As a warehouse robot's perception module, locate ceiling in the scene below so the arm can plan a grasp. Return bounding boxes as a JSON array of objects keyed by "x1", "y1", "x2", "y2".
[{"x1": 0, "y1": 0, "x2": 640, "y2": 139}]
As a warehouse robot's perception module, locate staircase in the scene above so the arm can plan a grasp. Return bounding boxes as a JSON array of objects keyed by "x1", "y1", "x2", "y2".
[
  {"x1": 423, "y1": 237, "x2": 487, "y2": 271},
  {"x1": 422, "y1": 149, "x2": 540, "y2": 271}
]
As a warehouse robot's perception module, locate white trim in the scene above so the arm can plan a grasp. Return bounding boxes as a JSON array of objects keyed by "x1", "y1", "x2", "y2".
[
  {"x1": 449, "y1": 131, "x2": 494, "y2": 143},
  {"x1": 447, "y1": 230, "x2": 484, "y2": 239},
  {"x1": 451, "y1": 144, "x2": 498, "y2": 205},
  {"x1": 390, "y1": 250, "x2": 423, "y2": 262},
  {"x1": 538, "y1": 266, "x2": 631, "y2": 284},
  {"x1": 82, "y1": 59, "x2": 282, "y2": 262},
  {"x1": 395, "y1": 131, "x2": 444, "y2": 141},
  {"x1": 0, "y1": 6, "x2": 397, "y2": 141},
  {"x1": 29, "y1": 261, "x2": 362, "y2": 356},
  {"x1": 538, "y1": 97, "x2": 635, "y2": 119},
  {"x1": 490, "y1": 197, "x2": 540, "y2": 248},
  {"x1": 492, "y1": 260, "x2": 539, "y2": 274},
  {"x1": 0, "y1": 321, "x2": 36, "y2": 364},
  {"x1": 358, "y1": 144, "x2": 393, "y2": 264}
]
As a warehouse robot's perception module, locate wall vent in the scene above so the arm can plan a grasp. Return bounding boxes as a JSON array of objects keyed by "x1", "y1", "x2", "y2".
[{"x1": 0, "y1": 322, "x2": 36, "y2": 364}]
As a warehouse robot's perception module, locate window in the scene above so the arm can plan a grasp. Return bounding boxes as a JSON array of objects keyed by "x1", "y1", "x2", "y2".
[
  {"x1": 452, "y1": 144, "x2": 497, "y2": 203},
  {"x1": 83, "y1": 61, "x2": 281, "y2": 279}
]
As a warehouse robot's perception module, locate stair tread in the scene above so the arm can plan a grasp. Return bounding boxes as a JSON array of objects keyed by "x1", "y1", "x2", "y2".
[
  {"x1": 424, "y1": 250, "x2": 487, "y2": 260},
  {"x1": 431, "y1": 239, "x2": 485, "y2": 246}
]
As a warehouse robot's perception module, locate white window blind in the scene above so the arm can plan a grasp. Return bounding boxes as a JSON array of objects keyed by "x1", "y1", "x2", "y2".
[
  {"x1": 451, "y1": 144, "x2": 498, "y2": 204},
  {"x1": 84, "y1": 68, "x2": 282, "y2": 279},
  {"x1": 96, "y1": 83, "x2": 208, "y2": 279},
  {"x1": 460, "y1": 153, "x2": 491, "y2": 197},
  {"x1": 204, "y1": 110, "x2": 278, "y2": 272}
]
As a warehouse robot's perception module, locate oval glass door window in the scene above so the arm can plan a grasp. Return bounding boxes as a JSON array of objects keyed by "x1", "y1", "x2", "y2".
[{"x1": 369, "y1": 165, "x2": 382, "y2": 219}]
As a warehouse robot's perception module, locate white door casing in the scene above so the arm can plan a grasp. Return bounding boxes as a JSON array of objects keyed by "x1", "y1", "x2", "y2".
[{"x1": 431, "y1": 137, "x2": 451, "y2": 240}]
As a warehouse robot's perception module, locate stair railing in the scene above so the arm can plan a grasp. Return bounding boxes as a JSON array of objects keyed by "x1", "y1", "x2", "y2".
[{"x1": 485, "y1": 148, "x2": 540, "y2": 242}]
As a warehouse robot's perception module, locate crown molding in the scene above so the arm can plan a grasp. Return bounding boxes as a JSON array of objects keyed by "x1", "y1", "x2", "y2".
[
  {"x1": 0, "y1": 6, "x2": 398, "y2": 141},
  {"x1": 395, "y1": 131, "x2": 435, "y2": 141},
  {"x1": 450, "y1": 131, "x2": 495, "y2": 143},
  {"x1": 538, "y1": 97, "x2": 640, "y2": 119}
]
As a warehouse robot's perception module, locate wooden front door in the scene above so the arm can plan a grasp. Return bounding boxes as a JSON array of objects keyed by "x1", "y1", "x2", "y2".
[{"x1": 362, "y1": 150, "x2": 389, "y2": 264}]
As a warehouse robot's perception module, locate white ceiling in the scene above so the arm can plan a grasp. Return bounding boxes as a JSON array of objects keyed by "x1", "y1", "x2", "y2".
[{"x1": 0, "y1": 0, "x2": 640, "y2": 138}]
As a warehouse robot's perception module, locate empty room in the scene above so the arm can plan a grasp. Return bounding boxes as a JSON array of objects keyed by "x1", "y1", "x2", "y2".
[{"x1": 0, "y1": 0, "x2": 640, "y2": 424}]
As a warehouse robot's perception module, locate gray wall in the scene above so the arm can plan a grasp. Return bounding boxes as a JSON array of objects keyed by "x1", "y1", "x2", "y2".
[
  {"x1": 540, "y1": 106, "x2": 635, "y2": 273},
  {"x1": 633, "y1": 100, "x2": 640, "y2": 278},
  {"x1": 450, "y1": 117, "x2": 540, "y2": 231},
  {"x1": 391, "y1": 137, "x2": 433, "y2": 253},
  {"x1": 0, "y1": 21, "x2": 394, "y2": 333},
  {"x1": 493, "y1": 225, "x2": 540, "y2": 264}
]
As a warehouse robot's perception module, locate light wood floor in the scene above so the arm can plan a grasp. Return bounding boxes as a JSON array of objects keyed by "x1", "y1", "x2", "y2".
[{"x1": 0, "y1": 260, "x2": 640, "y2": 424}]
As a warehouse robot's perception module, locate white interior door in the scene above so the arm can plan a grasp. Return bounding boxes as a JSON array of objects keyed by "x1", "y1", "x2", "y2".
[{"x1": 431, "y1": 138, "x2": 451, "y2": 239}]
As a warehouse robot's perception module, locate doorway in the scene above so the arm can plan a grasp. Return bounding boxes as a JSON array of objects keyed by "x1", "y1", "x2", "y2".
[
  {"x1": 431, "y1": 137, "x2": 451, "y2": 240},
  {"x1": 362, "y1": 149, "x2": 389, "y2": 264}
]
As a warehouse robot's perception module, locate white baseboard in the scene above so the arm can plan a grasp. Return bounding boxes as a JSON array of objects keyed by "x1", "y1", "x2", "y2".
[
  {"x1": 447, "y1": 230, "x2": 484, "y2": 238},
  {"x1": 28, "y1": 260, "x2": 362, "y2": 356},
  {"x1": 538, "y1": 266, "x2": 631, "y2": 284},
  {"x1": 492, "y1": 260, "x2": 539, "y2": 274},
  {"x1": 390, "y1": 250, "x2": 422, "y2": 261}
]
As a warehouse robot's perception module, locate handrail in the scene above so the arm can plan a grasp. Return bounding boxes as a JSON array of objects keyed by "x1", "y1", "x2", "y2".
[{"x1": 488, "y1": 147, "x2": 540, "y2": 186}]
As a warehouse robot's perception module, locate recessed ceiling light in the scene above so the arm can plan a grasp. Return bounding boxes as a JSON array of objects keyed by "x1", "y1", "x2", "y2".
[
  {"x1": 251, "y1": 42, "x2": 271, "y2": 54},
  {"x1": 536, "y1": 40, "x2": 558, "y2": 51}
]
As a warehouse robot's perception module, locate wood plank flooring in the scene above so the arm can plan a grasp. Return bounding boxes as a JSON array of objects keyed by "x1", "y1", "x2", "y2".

+--

=== SET PROBLEM ===
Find every line in the listing above that contains the word "wall" and copy each of those lines.

=== SOLVED EXERCISE ===
As a warehouse robot's perception module, locate wall vent in the scene above so the arm can plan a grasp. Return bounding boxes as a JSON array of objects keyed by "x1", "y1", "x2", "y2".
As a warehouse robot's perception module, locate gray wall in the scene above so the arm can plan a grasp. Return bounding boxes as a JSON array of objects keyed by "x1", "y1", "x2", "y2".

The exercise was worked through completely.